__Document passage__:
Client-“Why did my rates increase?” 
Agent-“Insurance Fraud is on the rise”
Client-What does that have to do with me? I’ve never defrauded anyone”

Allow me to give a few examples of how insurance fraud happens and how it effects us all.


Needing a New Roof After a Hail Storm

This is Texas. In Texas, we have a lot of hail storms. In 2016 and 2017, Texas had some of its worst hail seasons in history. New Roofs of Frisco is out early the next morning after an extremely bad storm the night before. It seems like you can’t drive three houses without seeing a home that needs a roof replaced. It’s a tough market for roofing companies because everyone is out offering “the best price”. New Roofs of Frisco decides they need a competitive advantage and offer to pay the homeowners deductible.

__Written tasks__:
A. In the insurance fraud passage, change the part from "Client-What does that" to "effects us all." by replacing "examples" with "illustrations".
B. According to the insurance fraud passage, in which years did Texas have some of its worst hail seasons in history?
C. Continue the insurance fraud passage beyond its final sentence.

__Data extract__:
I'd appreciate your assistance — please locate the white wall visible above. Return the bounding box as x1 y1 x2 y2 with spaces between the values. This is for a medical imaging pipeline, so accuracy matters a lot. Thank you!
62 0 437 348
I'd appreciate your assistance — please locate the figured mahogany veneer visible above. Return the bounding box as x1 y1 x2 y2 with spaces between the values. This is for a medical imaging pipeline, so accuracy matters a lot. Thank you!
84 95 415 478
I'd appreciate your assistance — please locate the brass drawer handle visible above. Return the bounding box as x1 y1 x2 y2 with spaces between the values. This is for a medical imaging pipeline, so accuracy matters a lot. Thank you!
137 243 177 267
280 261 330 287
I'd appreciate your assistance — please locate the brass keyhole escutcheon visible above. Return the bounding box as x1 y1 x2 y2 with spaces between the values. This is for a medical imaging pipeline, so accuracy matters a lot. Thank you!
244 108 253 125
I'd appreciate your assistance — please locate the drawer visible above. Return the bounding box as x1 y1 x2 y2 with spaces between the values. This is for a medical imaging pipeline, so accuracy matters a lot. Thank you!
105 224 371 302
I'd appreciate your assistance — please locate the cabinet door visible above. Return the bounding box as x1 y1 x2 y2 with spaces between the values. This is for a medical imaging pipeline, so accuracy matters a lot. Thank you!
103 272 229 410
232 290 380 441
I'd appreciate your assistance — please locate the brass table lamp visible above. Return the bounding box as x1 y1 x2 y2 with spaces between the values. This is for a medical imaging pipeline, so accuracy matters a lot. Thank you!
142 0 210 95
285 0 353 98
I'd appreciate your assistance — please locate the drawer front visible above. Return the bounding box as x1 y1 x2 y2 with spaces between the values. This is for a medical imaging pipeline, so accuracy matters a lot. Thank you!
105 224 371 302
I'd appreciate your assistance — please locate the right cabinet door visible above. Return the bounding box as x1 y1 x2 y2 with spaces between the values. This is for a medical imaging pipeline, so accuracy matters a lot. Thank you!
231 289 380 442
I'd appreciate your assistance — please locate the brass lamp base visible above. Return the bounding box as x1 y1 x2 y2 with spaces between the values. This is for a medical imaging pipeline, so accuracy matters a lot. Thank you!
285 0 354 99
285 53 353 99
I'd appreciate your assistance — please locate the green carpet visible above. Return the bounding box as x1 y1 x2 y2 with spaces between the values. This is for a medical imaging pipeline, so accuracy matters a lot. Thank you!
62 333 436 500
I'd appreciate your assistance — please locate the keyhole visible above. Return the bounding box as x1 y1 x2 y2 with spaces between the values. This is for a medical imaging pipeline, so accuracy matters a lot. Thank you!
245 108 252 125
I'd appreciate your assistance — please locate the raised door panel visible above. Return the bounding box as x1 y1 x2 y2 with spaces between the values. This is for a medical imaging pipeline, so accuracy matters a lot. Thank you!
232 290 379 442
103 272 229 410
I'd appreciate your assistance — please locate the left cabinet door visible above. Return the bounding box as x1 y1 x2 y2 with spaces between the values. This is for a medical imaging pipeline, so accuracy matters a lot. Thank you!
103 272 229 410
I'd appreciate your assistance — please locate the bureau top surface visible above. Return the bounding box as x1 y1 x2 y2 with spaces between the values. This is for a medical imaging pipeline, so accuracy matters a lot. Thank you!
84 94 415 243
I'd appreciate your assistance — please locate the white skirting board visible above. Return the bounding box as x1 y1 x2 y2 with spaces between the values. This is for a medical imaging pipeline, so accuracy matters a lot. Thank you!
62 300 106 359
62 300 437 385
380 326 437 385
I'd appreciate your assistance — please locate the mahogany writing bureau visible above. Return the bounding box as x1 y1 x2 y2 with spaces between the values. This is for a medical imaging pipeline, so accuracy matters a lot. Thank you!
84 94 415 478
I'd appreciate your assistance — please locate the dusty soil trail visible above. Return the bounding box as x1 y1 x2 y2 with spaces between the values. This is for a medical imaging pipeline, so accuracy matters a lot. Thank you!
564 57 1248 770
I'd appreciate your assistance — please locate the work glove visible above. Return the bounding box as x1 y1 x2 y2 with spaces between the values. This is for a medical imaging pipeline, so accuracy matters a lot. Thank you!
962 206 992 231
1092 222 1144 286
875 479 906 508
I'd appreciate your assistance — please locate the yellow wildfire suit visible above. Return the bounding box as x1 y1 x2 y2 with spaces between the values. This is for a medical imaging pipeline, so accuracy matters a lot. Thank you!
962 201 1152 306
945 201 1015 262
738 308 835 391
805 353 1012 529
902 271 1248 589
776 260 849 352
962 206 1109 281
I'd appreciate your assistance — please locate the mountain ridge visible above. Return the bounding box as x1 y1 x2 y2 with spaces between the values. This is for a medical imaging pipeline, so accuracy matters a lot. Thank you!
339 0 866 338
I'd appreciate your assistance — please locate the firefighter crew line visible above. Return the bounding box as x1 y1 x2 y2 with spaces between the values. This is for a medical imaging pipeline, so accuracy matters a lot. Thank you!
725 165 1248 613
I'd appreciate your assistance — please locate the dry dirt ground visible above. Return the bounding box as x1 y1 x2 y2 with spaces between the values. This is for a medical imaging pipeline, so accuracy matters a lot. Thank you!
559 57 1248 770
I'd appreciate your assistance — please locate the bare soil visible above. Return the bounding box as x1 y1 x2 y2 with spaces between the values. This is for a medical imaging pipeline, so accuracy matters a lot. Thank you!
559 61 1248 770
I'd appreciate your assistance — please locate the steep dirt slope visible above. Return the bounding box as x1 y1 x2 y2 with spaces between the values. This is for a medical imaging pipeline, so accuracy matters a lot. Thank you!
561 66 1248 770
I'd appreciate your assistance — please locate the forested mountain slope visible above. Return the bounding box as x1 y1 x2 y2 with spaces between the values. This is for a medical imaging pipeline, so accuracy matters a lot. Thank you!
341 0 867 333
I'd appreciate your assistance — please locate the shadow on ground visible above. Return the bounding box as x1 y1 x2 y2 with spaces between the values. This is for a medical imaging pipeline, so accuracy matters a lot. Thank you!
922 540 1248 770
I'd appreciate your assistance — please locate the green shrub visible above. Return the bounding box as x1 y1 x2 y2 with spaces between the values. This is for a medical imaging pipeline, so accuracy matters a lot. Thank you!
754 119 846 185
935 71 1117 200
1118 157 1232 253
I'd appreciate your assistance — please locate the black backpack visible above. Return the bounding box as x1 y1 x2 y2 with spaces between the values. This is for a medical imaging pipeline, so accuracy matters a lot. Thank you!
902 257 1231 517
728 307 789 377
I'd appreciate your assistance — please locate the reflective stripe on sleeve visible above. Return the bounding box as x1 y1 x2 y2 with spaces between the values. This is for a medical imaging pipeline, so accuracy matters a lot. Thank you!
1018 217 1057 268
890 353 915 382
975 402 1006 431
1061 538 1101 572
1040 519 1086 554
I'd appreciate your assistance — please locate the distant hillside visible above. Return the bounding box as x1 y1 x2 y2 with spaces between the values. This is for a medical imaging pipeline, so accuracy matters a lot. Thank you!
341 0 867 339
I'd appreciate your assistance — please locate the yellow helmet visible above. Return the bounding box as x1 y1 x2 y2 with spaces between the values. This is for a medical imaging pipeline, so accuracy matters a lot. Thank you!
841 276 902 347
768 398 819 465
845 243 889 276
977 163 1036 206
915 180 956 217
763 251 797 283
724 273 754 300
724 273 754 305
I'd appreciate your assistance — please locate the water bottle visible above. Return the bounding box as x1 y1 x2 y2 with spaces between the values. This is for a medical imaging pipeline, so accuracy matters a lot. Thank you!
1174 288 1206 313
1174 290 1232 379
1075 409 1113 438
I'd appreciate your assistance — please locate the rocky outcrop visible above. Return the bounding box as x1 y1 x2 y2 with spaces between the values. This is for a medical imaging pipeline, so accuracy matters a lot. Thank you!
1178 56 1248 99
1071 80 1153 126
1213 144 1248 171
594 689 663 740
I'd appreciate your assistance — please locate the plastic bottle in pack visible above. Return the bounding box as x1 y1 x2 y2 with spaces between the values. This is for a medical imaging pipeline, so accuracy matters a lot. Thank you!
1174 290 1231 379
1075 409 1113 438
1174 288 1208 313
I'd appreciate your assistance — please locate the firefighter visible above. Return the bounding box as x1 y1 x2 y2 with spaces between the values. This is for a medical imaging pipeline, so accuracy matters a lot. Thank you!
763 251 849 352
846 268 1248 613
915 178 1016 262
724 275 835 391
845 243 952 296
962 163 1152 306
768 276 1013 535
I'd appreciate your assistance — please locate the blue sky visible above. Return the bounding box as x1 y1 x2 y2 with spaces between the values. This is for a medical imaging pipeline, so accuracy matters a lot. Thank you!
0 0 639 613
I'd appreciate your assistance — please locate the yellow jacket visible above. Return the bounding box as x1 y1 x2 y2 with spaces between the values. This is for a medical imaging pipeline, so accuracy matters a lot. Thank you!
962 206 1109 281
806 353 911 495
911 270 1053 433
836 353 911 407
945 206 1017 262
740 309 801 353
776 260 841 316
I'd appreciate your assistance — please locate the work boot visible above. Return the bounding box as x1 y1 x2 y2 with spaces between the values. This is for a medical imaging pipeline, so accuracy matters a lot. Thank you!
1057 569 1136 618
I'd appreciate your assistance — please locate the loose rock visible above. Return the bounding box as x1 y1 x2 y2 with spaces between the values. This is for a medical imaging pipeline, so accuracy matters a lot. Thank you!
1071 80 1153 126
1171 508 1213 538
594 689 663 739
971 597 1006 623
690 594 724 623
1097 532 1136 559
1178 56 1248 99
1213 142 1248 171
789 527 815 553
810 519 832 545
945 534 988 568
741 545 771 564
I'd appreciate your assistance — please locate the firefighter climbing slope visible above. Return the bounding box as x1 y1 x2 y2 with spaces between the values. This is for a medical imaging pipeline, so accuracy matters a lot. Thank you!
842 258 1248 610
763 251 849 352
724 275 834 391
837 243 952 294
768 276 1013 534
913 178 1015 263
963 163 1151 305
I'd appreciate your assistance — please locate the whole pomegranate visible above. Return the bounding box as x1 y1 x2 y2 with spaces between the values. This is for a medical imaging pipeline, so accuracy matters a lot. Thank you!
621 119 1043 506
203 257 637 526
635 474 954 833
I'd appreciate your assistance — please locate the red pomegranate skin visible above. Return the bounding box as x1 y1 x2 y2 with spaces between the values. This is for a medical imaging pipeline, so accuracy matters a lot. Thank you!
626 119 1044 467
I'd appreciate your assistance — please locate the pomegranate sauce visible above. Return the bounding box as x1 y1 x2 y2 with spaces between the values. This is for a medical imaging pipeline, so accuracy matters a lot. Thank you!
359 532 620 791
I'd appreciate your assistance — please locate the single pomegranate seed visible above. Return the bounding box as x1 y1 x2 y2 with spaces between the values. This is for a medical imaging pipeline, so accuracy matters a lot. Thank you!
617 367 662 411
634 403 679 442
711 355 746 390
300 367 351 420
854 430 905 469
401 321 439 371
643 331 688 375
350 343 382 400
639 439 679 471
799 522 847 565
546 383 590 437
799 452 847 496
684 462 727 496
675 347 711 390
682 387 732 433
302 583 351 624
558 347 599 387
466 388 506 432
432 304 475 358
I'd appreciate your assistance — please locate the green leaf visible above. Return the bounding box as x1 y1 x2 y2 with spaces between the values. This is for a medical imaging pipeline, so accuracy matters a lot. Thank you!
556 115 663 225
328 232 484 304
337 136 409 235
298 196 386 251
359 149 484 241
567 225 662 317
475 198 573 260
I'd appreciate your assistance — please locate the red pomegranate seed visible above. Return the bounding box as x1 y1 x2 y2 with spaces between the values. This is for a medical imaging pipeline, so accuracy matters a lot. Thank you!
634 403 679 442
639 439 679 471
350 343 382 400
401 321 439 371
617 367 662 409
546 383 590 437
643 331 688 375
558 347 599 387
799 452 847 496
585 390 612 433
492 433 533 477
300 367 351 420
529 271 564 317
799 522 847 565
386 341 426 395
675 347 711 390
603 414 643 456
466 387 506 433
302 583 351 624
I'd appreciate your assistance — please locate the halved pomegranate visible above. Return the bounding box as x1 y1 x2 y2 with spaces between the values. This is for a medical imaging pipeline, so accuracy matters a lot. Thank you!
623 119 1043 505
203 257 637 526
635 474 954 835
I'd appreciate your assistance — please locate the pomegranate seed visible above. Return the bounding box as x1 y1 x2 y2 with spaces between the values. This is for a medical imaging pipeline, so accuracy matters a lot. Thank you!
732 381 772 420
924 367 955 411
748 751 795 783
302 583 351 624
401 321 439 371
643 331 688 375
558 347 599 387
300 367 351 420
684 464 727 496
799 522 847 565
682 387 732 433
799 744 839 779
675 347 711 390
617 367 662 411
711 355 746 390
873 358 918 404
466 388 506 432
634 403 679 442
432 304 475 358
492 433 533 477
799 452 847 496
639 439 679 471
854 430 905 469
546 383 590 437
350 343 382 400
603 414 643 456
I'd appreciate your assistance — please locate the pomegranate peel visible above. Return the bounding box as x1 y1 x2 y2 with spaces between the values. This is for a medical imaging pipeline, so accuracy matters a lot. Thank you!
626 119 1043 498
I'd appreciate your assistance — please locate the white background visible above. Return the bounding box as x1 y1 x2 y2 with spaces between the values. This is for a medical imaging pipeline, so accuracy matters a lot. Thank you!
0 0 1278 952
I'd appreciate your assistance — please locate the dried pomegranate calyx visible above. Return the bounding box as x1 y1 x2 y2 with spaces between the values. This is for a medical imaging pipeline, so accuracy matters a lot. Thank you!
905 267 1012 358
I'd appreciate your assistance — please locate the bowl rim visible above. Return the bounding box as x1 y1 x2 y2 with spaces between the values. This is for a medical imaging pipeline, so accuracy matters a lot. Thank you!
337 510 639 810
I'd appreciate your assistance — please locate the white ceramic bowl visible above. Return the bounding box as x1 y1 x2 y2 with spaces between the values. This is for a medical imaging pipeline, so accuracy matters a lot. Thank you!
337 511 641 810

__Outputs for the tasks__:
A.
Client-What does that have to do with me? I’ve never defrauded anyone”

Allow me to give a few illustrations of how insurance fraud happens and how it effects us all.

B. 2016 and 2017.

C.
This is insurance fraud. In turn, they add the cost into their quote that gets turned into the insurance company. New Roofs of Frisco does this all year, along with many other companies in the area. The insurance companies realize there is an increase in the cost of a new roof in Frisco and increase rates for the entire metroplex. 


Workers Compensation After Lifting a Heavy Box

Bobby Jones works for a General Contractor in Lewisville, Texas. Bobby has been loading material into the truck all morning. He is on the last box and decides he doesn’t need to use the dolly. Bobby lifts with his back ,instead of his legs,and “pulls a muscle”. After filing a Workers Compensation claim, Bobby is told that he needs to stay home and rest. Bobby decides his back doesn’t hurt as much and goes to Six Flags with his kids. Bobby is collecting Workers Compensation benefits while not really injured. 

This is insurance fraud. The insurance company notices there is a rise for Workers Compensation claims in the area and increases rates for several states.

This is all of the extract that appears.